_EXTRACTED INFORMATION_.
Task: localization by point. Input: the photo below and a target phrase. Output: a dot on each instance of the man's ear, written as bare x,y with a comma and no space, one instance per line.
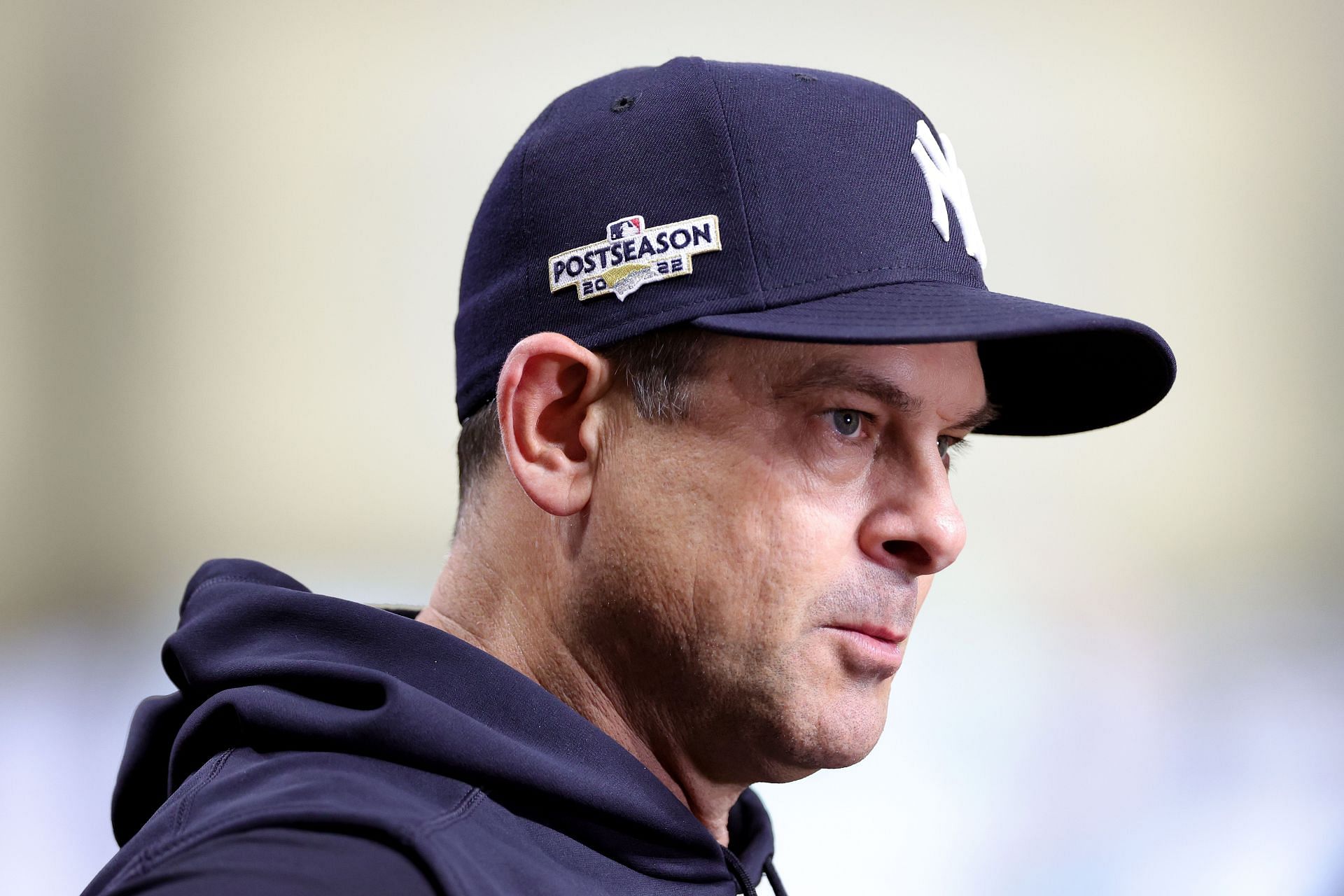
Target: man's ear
550,421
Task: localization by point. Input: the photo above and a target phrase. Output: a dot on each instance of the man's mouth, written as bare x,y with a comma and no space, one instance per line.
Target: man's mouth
873,648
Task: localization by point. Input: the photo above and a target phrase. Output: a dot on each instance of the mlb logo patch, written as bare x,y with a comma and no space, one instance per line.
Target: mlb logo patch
632,255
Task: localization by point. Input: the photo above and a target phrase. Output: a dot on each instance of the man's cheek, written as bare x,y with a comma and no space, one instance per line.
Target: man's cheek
925,582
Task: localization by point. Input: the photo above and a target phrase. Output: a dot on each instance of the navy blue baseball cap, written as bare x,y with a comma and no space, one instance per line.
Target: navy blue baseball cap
776,203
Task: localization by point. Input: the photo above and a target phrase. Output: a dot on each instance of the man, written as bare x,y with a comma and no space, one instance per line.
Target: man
721,330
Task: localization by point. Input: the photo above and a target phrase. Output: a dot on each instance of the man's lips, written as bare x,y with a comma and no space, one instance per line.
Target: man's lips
881,633
872,647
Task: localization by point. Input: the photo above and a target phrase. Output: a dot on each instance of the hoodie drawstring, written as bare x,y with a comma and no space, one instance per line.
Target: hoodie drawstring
739,874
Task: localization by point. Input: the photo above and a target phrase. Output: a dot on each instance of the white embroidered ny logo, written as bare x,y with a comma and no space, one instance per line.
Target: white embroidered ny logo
945,179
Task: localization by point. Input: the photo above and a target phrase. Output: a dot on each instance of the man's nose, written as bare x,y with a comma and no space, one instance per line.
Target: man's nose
914,524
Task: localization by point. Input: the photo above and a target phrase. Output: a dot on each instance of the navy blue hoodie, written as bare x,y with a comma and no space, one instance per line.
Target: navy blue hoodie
323,746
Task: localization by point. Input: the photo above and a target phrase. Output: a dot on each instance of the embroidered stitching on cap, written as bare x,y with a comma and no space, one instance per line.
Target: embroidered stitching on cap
945,179
616,265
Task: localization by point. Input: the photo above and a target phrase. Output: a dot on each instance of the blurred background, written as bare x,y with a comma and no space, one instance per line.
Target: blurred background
230,239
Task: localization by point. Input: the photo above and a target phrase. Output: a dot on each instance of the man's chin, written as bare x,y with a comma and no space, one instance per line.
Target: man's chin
839,739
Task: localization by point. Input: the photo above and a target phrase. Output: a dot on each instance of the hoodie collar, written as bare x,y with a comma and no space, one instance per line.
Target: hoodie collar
374,681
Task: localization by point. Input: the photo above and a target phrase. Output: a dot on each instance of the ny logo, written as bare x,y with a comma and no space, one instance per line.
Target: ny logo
945,179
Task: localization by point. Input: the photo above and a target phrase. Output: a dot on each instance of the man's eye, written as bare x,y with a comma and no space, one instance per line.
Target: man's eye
847,421
948,444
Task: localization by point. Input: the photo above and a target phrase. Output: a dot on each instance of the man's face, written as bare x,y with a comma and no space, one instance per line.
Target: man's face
729,562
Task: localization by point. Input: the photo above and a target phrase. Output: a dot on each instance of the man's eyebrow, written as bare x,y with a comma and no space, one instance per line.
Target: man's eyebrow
844,375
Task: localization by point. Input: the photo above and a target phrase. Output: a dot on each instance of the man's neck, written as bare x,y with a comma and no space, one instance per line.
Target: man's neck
473,603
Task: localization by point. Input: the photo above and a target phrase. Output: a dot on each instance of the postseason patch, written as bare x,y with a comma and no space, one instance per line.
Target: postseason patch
634,255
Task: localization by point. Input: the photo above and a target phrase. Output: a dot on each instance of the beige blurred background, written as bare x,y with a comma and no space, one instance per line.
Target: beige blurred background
230,239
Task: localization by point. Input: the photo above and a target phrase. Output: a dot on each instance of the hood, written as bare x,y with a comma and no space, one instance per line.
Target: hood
261,662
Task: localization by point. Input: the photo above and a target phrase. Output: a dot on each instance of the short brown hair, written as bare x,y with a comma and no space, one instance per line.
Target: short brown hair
660,370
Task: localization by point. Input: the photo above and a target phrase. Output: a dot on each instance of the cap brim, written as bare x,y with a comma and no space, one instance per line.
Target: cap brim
1049,368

_WHAT YOU NEED TO DO_. Repeat exactly the lines from the one containing "cap brim, written" through the last line of the records above, both included, and nothing else.

_TASK OUTPUT_.
Task: localization by point. Input: the photo above and a target phrase. Output: a dot on each instance of the cap brim, written as bare x,y with a comma and no space, one instance per line.
Target: cap brim
1049,368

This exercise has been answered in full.